To do: Return the complete listing that follows, with each line reproduced exactly.
▬▬▬▬▬▬
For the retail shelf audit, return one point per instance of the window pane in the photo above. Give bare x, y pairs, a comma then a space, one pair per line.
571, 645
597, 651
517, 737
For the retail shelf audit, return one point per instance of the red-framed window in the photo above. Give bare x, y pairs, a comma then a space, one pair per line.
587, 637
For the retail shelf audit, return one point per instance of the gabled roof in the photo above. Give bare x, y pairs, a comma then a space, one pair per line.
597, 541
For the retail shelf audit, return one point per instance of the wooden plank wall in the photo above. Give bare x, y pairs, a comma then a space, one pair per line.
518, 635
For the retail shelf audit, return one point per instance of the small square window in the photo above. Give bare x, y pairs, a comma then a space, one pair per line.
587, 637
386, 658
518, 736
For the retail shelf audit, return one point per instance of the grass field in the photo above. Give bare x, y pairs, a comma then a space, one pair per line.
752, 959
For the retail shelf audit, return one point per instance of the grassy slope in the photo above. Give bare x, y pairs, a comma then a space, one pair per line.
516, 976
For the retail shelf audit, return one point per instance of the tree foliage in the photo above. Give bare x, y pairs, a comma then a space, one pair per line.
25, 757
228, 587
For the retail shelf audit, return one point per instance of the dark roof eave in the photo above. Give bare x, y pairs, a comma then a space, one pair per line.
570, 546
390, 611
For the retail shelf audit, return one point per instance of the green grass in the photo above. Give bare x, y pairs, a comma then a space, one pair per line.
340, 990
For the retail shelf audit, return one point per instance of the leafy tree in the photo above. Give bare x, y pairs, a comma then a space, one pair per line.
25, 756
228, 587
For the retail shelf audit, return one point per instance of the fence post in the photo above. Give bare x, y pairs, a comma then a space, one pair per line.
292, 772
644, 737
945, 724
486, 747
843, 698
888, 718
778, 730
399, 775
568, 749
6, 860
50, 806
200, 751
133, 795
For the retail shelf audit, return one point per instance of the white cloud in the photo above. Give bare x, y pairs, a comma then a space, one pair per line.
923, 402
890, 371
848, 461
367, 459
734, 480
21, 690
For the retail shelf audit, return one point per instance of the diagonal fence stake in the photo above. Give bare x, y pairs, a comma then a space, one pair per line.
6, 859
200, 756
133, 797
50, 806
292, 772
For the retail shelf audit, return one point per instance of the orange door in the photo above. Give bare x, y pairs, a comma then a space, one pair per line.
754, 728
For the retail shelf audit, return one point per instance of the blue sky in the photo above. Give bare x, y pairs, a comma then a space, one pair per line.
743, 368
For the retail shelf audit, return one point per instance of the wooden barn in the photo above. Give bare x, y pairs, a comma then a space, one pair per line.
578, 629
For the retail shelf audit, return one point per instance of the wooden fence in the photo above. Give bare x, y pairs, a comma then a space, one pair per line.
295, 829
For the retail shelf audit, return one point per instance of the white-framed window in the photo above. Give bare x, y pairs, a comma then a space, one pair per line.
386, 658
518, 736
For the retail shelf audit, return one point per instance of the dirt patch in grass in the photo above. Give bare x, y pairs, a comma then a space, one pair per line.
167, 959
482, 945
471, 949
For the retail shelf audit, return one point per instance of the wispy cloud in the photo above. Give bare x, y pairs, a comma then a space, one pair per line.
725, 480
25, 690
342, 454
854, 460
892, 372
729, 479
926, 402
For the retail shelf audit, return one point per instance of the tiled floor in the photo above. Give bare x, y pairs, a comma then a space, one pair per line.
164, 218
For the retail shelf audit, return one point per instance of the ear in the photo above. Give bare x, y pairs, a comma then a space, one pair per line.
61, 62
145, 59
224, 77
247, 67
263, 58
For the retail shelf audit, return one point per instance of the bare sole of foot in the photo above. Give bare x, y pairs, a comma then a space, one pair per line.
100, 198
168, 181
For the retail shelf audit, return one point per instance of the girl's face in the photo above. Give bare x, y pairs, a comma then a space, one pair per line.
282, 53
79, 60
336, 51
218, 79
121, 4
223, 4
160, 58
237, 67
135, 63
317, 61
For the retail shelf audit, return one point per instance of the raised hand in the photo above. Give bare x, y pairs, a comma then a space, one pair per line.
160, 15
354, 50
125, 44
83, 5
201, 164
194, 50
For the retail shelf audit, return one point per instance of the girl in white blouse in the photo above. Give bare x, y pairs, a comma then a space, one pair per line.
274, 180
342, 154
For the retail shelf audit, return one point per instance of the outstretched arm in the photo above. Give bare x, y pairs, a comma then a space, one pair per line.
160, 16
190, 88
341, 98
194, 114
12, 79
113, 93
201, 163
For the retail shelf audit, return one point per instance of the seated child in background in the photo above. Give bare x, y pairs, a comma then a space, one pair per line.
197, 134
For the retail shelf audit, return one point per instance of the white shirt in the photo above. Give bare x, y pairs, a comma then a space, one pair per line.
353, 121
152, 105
▬▬▬▬▬▬
Exercise solution:
For the retail shelf audit, return one point per instance of the window pane in the photo above. Give bare x, y pairs, a comma then a space, one pair per line.
571, 645
597, 651
517, 737
For the retail shelf audit, return one point per instance of the red-framed window in the photo above. Give bare x, y pairs, a comma then a space, one pair per line.
587, 637
For the retail shelf audit, return one point per instance of the gabled roof in the photo above. Give bare x, y pairs, a comma then a space, one pair per line.
597, 541
For the retail shelf audit, return one point per instance of the wooden plank wall in the photo above. Give bare x, y pairs, a comma then a space, one pair per line.
518, 635
For the retail shelf audit, return one point per instance of the small square window in the photo above. Give bare x, y pairs, a comma then a space, one pair per line.
587, 637
386, 658
518, 736
For the retail shelf audit, return one point per instance of the grass field in the photo above. Give bare x, y pairs, a comma then a space, one pair per line.
752, 959
For the retail shelf audit, return one point per instance of the grassy slope in the photo above. Give bare x, y pairs, a comma then a space, one pair per line.
516, 976
For the retail shelf audit, return one point per instance of the tree foliage in the photo above. Give bare x, y pairs, a comma then a space, one pair per line.
25, 757
228, 587
For the retail shelf audit, return one point per instance of the dark roof eave in the photo above. Give bare x, y pairs, a comma then a space, one pair per line.
570, 546
390, 611
For the retail shelf audit, return one point per instance of the green grass in the photo above. Give bare x, y pairs, a comma then a space, one pair per line.
340, 990
For the retail shelf audit, return one point per instance of the leafy tree in the photo above. Give bare x, y pairs, a comma then a space, one pair per line.
25, 756
228, 587
For the retail shelf audit, return one point per instance of the fence post in the photo above. Give bare x, y pairs, a comma then a space, one pair per line.
292, 772
644, 737
945, 724
486, 747
843, 698
888, 718
778, 730
399, 775
568, 749
6, 860
50, 806
200, 751
133, 795
For the retail shelf audit, return one point per instance of the white cloud in the photo above. Give bare x, y pairs, a comma then a space, one pair per line.
923, 402
890, 371
848, 461
367, 459
734, 480
21, 690
For the retail shelf audit, return one point per instance of the diagonal fence stake in the photo above. Give bare x, y pairs, a comma then a space, one pair per line.
6, 859
200, 756
133, 797
50, 806
292, 772
For the retail shelf audit, return one point per instance of the orange door in the photo above. Give bare x, y pairs, a comma then a space, one pair per line.
754, 728
For the retail shelf audit, return one point per instance of the blue sky in the photo above. Give bare x, y pairs, a comma then a space, one pair per line.
743, 368
For the retail shelf audit, return one point per instance of the wooden barn in the photo above. Give bare x, y pairs, a comma then a space, one pair per line.
578, 629
For the retail shelf audit, return one point per instance of the wooden fence in the photo above. Give bare x, y pairs, a comma then a space, one pair per line.
295, 829
For the retail shelf audit, return one point per instance of the white-framed window in the photo above. Give bare x, y pairs, a comma then a space, one pair per line.
386, 658
518, 736
For the retail shelf audit, return one point per instance of the dirt patch in grass in the photo above. Give bare x, y pairs, a comma then a space, one pair per line.
167, 959
482, 945
471, 949
For the retail shelf audit, return one point per instance of the wispy cloud in the photo above. Give bare x, y pairs, a comma then a space, one pair per line.
725, 480
25, 690
342, 454
854, 460
892, 372
729, 479
926, 402
For the retail shelf audit, return one point per instance of the tiled floor in the photo above. Give bare x, y pairs, a comma then a space, one pair per line.
164, 218
For the retail shelf audit, return one point per instance of the ear in the photo above. Give bare x, y pairs, a comma then a space, one pair per line.
61, 62
145, 59
224, 77
247, 67
263, 58
For the retail shelf audit, return one point per instance of the bare sole of foot in the photo above. Give bare x, y pairs, a comma then a space, one pair per line.
100, 198
168, 181
For the retail shelf audit, return one point per instance of the girl's face in the photo above. Give bare x, y pairs, a comma then a space, one pair per line.
282, 53
79, 60
336, 51
218, 79
121, 4
223, 4
160, 58
237, 67
135, 63
317, 61
For the retail shelf audit, return one point per instance of the raised hand in the photo above. Give bare x, y pairs, a comma then a space, one pair per line.
160, 15
354, 50
125, 44
83, 5
201, 164
194, 50
For the retail shelf audit, return one point per instance of the girl in white blouse in the photo above. Give bare x, y pairs, a comma then a space, one pair per line.
274, 180
342, 154
For the retail shelf audit, return one point per instance of the outstretched arm in the photo above. Give bare x, y pairs, a comma then a space, one pair per line.
160, 16
190, 88
341, 98
194, 114
12, 79
113, 93
201, 163
For the retail shelf audit, return one point per instance of the seated child in background in the photo above. Give bare x, y pairs, a comma then a space, one pair per line.
197, 134
For the retail shelf audit, return one point per instance of the white shirt in the photo above. Give bare x, y pairs, a comma then a space, one pair per line.
353, 121
152, 105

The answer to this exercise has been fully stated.